Task A: According to the forum thread, how many LUNs and data files does the vendor recommend?

Document text:
════════════════

July 16, 2019 at 3:34 pm
My database files have two logical names, and each one of the database files are on a separate SAN partition Lun 1 and Lun 2
Our vendor recommends 4 LUN with 4 data files.
As the data is already on the LUN1 and LUN2 and each LUN is set to 500 GIG --total space 1 TB. Used data is 750 GIG
Can I get 4 LUN at 250 GIG and some how move the SQL data that is within the 2 LUN into the 4 LUN in SQL ? If so how.
July 16, 2019 at 4:37 pm
Well you could do as a first step get 2 more LUNs with 250 GB each and after redistribution of all data shrink the files on the first 2 LUNs to 250 GB each.
The redistribution would actually be easier if you had 4 Volumes with 500 GB each and shink all 4 Files by 250 GB each but assuming you won't have time / space for that one you basically do the following things:
Expect this to be a very time consuming thing to do but all the times I've done that by now have very well paid off in reduced execution times (this last part might still require additional effort for full effect).
July 16, 2019 at 4:49 pm
Thanks for the details.

════════════════

Collected data:

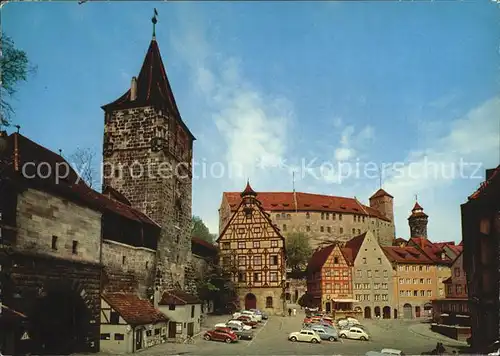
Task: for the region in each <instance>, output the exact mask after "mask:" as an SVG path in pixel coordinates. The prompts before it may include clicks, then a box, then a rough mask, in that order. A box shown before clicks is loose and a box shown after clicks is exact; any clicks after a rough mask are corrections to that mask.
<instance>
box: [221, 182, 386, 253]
mask: <svg viewBox="0 0 500 356" xmlns="http://www.w3.org/2000/svg"><path fill="white" fill-rule="evenodd" d="M259 200H260V201H261V202H262V208H263V209H264V211H265V212H267V213H268V214H269V215H270V218H271V220H272V222H273V223H274V224H276V225H277V226H278V227H279V228H280V230H281V232H282V233H283V235H284V236H285V237H286V234H287V233H289V232H303V233H305V234H306V235H307V236H309V237H310V245H311V247H312V248H313V249H315V248H317V247H322V246H326V245H329V244H331V243H333V242H346V241H348V240H349V239H351V238H352V237H355V236H358V235H360V234H361V233H364V232H366V231H371V232H372V233H373V235H374V236H375V237H376V238H377V240H378V241H379V242H380V244H381V245H383V246H391V245H392V244H393V241H394V238H395V228H394V212H393V197H392V196H391V195H390V194H388V193H387V192H386V191H384V190H383V189H379V190H378V191H377V192H376V193H375V194H373V195H372V196H371V197H370V206H366V205H363V204H362V203H360V202H359V201H358V200H357V199H356V198H346V197H338V196H330V195H320V194H310V193H301V192H295V191H293V192H260V193H259ZM240 201H241V197H240V196H239V193H237V192H224V193H223V195H222V202H221V205H220V209H219V231H222V230H223V229H224V227H225V225H226V224H227V223H228V221H229V219H230V217H231V216H232V214H233V213H234V211H235V210H236V208H237V207H238V206H239V203H240Z"/></svg>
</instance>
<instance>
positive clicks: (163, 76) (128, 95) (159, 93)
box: [102, 39, 194, 139]
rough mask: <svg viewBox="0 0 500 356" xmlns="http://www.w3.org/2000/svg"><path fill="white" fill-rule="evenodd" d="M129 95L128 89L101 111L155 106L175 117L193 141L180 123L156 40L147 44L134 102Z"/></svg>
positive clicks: (172, 95)
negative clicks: (169, 113)
mask: <svg viewBox="0 0 500 356" xmlns="http://www.w3.org/2000/svg"><path fill="white" fill-rule="evenodd" d="M130 94H131V90H130V89H128V90H127V91H126V92H125V94H123V95H122V96H121V97H119V98H118V99H116V100H115V101H113V102H111V103H109V104H106V105H104V106H102V109H103V110H104V111H106V112H110V111H113V110H119V109H127V108H134V107H144V106H155V107H158V108H160V109H164V110H167V111H168V112H169V113H170V114H171V115H173V116H175V117H176V118H177V119H178V120H179V122H180V124H181V125H182V126H183V128H184V129H185V130H186V132H187V133H188V135H190V136H191V138H192V139H194V136H193V134H192V133H191V131H189V129H188V127H187V126H186V124H184V122H183V121H182V118H181V115H180V113H179V109H178V108H177V104H176V102H175V98H174V94H173V91H172V88H171V86H170V83H169V81H168V78H167V72H166V71H165V67H164V66H163V61H162V59H161V54H160V48H159V47H158V43H157V42H156V39H153V40H152V41H151V43H150V44H149V48H148V51H147V52H146V57H145V58H144V62H143V64H142V67H141V71H140V72H139V76H138V77H137V94H136V95H137V96H136V98H135V100H131V99H132V98H131V95H130Z"/></svg>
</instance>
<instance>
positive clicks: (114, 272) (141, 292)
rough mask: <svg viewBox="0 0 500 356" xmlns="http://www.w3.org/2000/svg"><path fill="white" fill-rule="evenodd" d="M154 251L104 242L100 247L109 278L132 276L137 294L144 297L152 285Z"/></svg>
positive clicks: (121, 244) (152, 281) (153, 265)
mask: <svg viewBox="0 0 500 356" xmlns="http://www.w3.org/2000/svg"><path fill="white" fill-rule="evenodd" d="M155 258H156V251H154V250H151V249H148V248H145V247H134V246H130V245H126V244H123V243H120V242H116V241H111V240H104V241H103V245H102V263H103V264H104V265H105V266H106V270H107V271H110V276H111V275H112V274H114V275H118V276H119V275H122V277H120V278H124V277H123V275H125V276H126V275H128V274H131V275H134V279H135V280H136V281H137V283H138V287H139V293H140V294H141V295H142V296H145V295H146V289H147V288H148V287H149V286H151V285H152V283H153V280H154V274H155Z"/></svg>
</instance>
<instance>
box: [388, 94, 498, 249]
mask: <svg viewBox="0 0 500 356" xmlns="http://www.w3.org/2000/svg"><path fill="white" fill-rule="evenodd" d="M499 115H500V98H498V97H497V98H493V99H491V100H488V101H486V102H484V103H483V104H482V105H480V106H478V107H477V108H474V109H472V110H471V111H470V112H469V113H468V114H467V115H465V116H464V117H463V118H461V119H458V120H455V121H453V122H452V123H451V124H450V125H449V127H448V132H447V133H446V134H445V135H443V136H442V137H441V138H439V139H436V140H435V141H434V143H433V145H432V146H429V147H427V148H426V149H423V150H420V151H411V152H410V153H409V154H408V156H407V158H406V159H405V160H404V166H403V167H402V169H400V170H398V171H392V172H391V171H388V172H385V173H386V174H387V175H388V176H389V177H388V178H387V179H386V180H385V182H384V189H386V190H387V191H388V192H389V193H390V194H391V195H393V196H394V197H395V217H396V226H397V229H398V233H400V232H404V234H405V235H406V234H407V231H408V227H407V225H408V222H407V220H406V219H407V217H408V214H409V211H410V209H411V208H412V206H413V204H414V200H415V194H418V197H419V201H421V202H423V201H425V202H427V203H428V208H429V207H430V208H431V211H432V212H433V213H435V214H434V216H432V215H431V214H430V213H429V212H428V214H429V215H430V220H429V230H430V238H431V239H434V240H443V239H451V240H459V239H460V235H461V233H460V209H459V204H460V203H463V202H464V201H465V198H466V196H467V195H469V194H471V193H472V191H464V192H463V195H462V199H460V197H456V195H455V197H454V198H453V200H451V198H450V196H452V195H453V194H448V193H451V192H452V191H453V193H455V194H456V191H457V190H458V189H463V188H461V187H460V186H462V187H464V186H466V187H473V186H476V185H477V184H479V182H480V180H479V179H477V178H478V177H477V176H478V175H483V174H484V170H485V169H486V168H490V167H495V166H496V165H497V164H498V161H499V158H500V157H499V149H500V142H499V137H500V132H499V124H498V119H497V118H498V116H499ZM460 162H465V163H467V164H470V165H469V166H464V167H463V169H462V172H461V168H460V164H461V163H460ZM476 167H480V169H479V171H476ZM473 174H475V177H474V176H472V175H473ZM469 189H470V188H469ZM423 205H424V208H425V203H423ZM403 236H404V235H403Z"/></svg>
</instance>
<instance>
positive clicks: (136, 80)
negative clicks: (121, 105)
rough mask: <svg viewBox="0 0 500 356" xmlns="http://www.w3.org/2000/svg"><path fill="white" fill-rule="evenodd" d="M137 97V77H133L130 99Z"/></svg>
mask: <svg viewBox="0 0 500 356" xmlns="http://www.w3.org/2000/svg"><path fill="white" fill-rule="evenodd" d="M135 99H137V78H136V77H132V83H131V84H130V100H131V101H134V100H135Z"/></svg>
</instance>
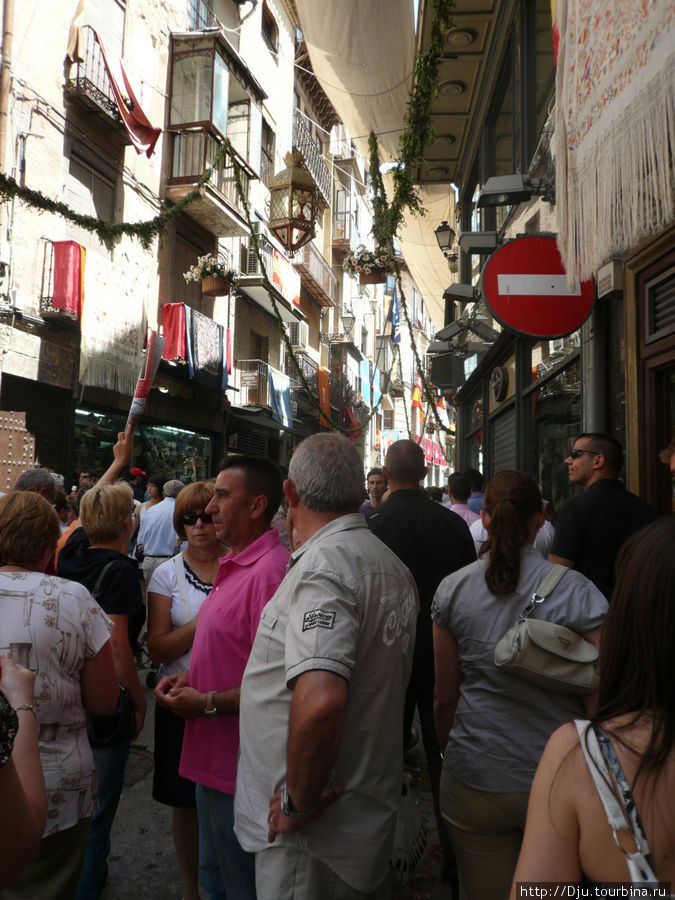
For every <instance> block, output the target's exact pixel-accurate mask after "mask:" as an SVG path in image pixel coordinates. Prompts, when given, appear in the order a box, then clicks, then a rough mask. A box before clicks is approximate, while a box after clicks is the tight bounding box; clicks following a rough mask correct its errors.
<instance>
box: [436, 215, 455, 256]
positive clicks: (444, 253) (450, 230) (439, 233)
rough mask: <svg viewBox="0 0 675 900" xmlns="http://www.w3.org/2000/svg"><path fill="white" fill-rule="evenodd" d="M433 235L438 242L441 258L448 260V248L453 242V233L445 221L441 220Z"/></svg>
mask: <svg viewBox="0 0 675 900" xmlns="http://www.w3.org/2000/svg"><path fill="white" fill-rule="evenodd" d="M434 234H435V235H436V240H437V241H438V246H439V248H440V249H441V251H442V253H443V256H445V258H446V259H448V258H449V256H450V248H451V247H452V244H453V241H454V240H455V232H454V231H453V230H452V228H450V226H449V225H448V223H447V222H446V220H445V219H443V221H442V222H441V224H440V225H439V226H438V228H437V229H436V230H435V231H434Z"/></svg>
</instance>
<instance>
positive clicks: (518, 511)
mask: <svg viewBox="0 0 675 900" xmlns="http://www.w3.org/2000/svg"><path fill="white" fill-rule="evenodd" d="M481 515H482V516H483V521H484V523H485V526H486V528H487V530H488V541H487V545H486V547H485V548H484V550H483V552H482V555H481V558H480V559H479V560H478V561H477V562H475V563H472V564H471V565H469V566H466V567H465V568H463V569H460V570H459V571H458V572H455V573H453V574H452V575H449V576H448V577H447V578H445V579H444V580H443V581H442V582H441V584H440V586H439V588H438V590H437V592H436V596H435V597H434V602H433V606H432V611H431V615H432V619H433V621H434V658H435V671H436V686H435V693H436V697H435V703H434V713H435V718H436V729H437V732H438V738H439V742H440V744H441V746H445V747H446V750H445V754H444V760H443V775H442V778H441V809H442V813H443V818H444V820H445V822H446V824H447V827H448V831H449V833H450V838H451V840H452V843H453V846H454V849H455V854H456V856H457V862H458V866H459V874H460V882H461V888H462V897H463V898H464V900H493V898H494V900H499V898H506V897H507V896H508V892H509V888H510V885H511V879H512V877H513V872H514V870H515V866H516V862H517V859H518V852H519V849H520V844H521V841H522V835H523V829H524V826H525V817H526V813H527V800H528V794H529V790H530V785H531V783H532V778H533V776H534V772H535V769H536V767H537V763H538V762H539V757H540V756H541V754H542V752H543V749H544V746H545V745H546V742H547V740H548V738H549V737H550V735H551V734H552V733H553V732H554V731H555V730H556V728H558V727H559V726H560V725H562V724H563V723H565V722H568V721H570V720H571V719H573V718H575V717H579V716H580V715H582V714H583V704H582V700H581V698H579V697H578V696H575V695H572V694H556V693H553V692H551V691H545V690H543V689H542V688H539V687H537V686H536V685H533V684H529V683H527V682H525V681H521V680H520V679H518V678H516V677H515V676H513V675H510V674H508V673H507V672H505V671H504V670H503V669H501V668H498V667H497V666H496V665H495V663H494V658H493V654H494V648H495V645H496V643H497V641H498V640H499V639H500V638H501V637H502V635H503V634H504V632H505V631H506V630H507V629H508V628H510V627H511V626H512V625H513V624H514V623H515V621H516V619H517V618H518V616H519V615H520V613H521V612H522V610H523V609H524V607H525V606H526V605H527V603H528V602H529V600H530V598H531V597H532V594H533V593H534V592H535V591H536V589H537V587H538V586H539V584H540V583H541V581H542V580H543V578H544V576H545V575H546V573H547V572H548V571H549V569H550V568H551V563H549V562H548V561H547V560H545V559H544V558H543V557H542V556H541V555H540V554H539V553H537V552H536V551H535V550H534V549H533V547H532V543H533V541H534V539H535V537H536V535H537V532H538V530H539V528H540V527H541V524H542V522H543V514H542V502H541V494H540V492H539V488H538V487H537V485H536V483H535V482H534V480H533V479H532V478H530V477H529V476H528V475H525V474H523V473H521V472H501V473H499V474H498V475H497V476H496V477H495V478H494V479H493V480H492V481H491V482H490V484H489V485H488V487H487V490H486V492H485V510H484V511H483V513H482V514H481ZM542 607H544V609H542ZM606 611H607V601H606V599H605V597H604V596H603V595H602V594H601V593H600V591H598V590H597V588H595V587H594V586H593V584H592V583H591V582H590V581H588V579H587V578H585V577H584V576H583V575H581V574H580V573H578V572H574V571H572V570H570V571H569V572H567V573H566V574H565V576H564V578H563V579H562V581H560V583H559V584H558V585H557V587H556V588H555V590H554V591H553V592H552V593H551V594H550V596H549V597H547V599H546V602H545V603H544V604H542V605H541V606H540V607H538V608H537V610H536V611H535V613H534V614H533V615H534V616H535V617H537V618H545V619H546V620H547V621H549V622H555V623H557V624H559V625H565V626H567V627H568V628H571V629H572V630H573V631H576V632H579V633H580V634H583V635H584V637H585V638H586V639H587V640H589V641H591V642H592V643H594V644H597V643H598V641H599V635H600V626H601V624H602V621H603V619H604V616H605V613H606ZM585 699H586V701H587V702H588V698H585Z"/></svg>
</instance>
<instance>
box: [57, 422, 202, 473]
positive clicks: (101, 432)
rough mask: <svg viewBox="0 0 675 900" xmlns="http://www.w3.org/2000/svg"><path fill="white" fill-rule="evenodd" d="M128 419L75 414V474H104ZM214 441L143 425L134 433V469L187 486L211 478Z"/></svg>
mask: <svg viewBox="0 0 675 900" xmlns="http://www.w3.org/2000/svg"><path fill="white" fill-rule="evenodd" d="M125 422H126V416H124V415H121V414H119V413H101V412H96V411H94V410H85V409H76V410H75V440H74V446H73V471H74V472H77V471H79V470H80V469H83V468H89V469H93V470H94V471H95V472H96V473H97V474H99V475H100V474H101V473H102V472H104V471H105V470H106V469H107V468H108V466H109V465H110V463H111V461H112V447H113V444H114V443H115V441H116V440H117V435H118V433H119V432H120V431H122V430H123V429H124V425H125ZM211 455H212V440H211V438H210V437H209V436H208V435H202V434H197V433H196V432H194V431H188V430H187V429H184V428H175V427H173V426H171V425H153V424H150V423H146V422H141V423H140V425H139V426H138V427H137V428H136V429H135V430H134V455H133V460H132V465H134V466H138V467H139V468H141V469H143V471H144V472H147V473H148V475H156V474H160V475H165V476H166V478H167V480H168V479H171V478H178V479H180V481H183V482H185V483H186V484H188V483H190V482H192V481H200V480H202V479H204V478H209V477H210V476H211V475H212V472H211Z"/></svg>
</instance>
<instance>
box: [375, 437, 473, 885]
mask: <svg viewBox="0 0 675 900" xmlns="http://www.w3.org/2000/svg"><path fill="white" fill-rule="evenodd" d="M383 474H384V476H385V478H386V479H387V481H388V482H389V490H390V492H391V493H390V496H389V499H388V500H387V501H386V503H384V504H382V505H381V506H379V507H378V508H377V510H376V511H375V512H374V513H372V515H370V516H368V517H367V519H366V521H367V523H368V525H369V526H370V529H371V531H373V533H374V534H376V535H377V536H378V537H379V538H380V540H382V541H383V542H384V543H385V544H386V545H387V546H388V547H389V549H390V550H392V551H393V552H394V553H395V554H396V555H397V556H398V558H399V559H400V560H401V562H403V563H404V564H405V565H406V566H407V567H408V568H409V569H410V571H411V573H412V576H413V578H414V579H415V583H416V584H417V589H418V591H419V596H420V611H419V614H418V616H417V634H416V637H415V649H414V654H413V668H412V675H411V677H410V683H409V685H408V691H407V693H406V702H405V718H404V723H403V734H404V740H407V739H408V738H409V735H410V729H411V727H412V721H413V717H414V715H415V707H416V706H417V709H418V710H419V716H420V726H421V730H422V740H423V743H424V750H425V753H426V757H427V764H428V767H429V780H430V782H431V792H432V795H433V798H434V811H435V813H436V821H437V823H438V834H439V839H440V843H441V849H442V852H443V870H444V875H445V877H446V878H447V879H448V880H449V881H450V883H451V885H452V888H453V894H454V895H455V896H459V894H458V890H457V875H456V863H455V858H454V854H453V852H452V847H451V845H450V841H449V839H448V836H447V833H446V830H445V825H444V824H443V819H442V818H441V812H440V806H439V801H438V792H439V784H440V777H441V768H442V764H441V748H440V747H439V745H438V738H437V736H436V729H435V726H434V648H433V640H432V623H431V601H432V600H433V597H434V594H435V593H436V588H437V587H438V585H439V584H440V583H441V581H442V580H443V579H444V578H445V576H446V575H450V573H451V572H455V571H457V569H461V568H462V567H463V566H466V565H468V564H469V563H471V562H473V561H474V560H475V558H476V552H475V550H474V544H473V540H472V538H471V533H470V532H469V528H468V526H467V524H466V522H465V521H464V520H463V519H462V518H461V517H460V516H458V515H456V514H455V513H452V512H451V511H450V510H449V509H446V508H445V507H443V506H441V505H440V504H438V503H434V502H433V501H432V500H429V499H428V498H427V496H426V494H425V493H424V491H422V490H421V489H420V487H419V485H420V482H421V481H422V479H423V478H424V476H425V474H426V466H425V465H424V453H423V451H422V448H421V447H420V446H419V445H418V444H416V443H415V442H414V441H408V440H403V441H396V443H394V444H392V445H391V447H390V448H389V450H387V455H386V457H385V465H384V469H383ZM443 749H445V748H443Z"/></svg>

════════════════

Task B: Locate each line of the listing that contains the word "negative" and copy those lines.

Result A: Four LUNs with four data files.

Result B:
negative clicks: (169, 113)
negative clicks: (121, 105)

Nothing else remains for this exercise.